(Bounding-box records)
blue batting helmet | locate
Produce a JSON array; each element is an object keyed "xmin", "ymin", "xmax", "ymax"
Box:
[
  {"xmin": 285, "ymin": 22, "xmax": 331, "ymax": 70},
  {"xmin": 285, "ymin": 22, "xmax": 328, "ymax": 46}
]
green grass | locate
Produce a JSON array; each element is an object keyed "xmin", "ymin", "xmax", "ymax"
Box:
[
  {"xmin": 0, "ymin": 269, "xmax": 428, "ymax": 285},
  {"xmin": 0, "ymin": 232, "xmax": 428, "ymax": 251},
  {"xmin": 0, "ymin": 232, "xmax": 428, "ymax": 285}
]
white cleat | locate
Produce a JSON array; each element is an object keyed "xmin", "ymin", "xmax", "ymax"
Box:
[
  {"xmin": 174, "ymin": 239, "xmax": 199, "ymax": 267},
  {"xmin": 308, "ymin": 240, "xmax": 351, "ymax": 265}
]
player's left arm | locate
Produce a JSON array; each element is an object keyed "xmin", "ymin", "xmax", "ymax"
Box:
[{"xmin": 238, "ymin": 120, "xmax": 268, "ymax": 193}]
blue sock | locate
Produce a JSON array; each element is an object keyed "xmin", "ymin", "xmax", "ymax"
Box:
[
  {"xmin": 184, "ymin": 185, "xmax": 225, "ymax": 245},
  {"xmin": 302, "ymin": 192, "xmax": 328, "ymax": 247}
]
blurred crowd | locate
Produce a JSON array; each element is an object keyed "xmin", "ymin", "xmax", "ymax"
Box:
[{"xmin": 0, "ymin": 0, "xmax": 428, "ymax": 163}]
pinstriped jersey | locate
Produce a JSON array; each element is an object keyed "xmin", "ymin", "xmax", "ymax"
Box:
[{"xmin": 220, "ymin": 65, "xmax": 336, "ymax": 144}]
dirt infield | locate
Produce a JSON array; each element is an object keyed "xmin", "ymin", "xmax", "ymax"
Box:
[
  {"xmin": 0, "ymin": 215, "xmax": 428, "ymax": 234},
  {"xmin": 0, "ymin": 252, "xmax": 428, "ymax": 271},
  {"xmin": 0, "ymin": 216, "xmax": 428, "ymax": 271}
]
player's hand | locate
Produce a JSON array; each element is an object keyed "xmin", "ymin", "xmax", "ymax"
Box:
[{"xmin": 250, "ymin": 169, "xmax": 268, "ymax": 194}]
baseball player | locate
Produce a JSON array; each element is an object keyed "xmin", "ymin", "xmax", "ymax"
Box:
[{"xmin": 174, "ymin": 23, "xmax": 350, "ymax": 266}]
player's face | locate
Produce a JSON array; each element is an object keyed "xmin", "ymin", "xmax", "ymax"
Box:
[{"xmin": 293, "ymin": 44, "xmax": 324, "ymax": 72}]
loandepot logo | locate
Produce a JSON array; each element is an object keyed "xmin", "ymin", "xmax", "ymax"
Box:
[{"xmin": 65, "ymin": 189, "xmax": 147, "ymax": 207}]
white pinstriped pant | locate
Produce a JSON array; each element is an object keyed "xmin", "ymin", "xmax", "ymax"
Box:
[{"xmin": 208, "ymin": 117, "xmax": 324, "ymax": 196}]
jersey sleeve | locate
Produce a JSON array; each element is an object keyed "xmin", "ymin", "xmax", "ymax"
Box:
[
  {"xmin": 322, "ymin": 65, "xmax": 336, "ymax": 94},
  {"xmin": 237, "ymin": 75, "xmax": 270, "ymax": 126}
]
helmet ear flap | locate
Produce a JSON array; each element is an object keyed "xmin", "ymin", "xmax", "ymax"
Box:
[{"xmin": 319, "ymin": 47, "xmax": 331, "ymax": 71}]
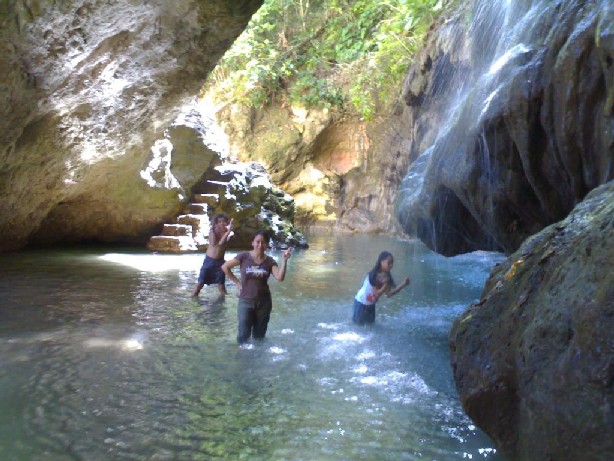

▸ **Aim**
How many lines in the rows above contain the word "blue"? Give only the number.

▸ **Expected answer**
2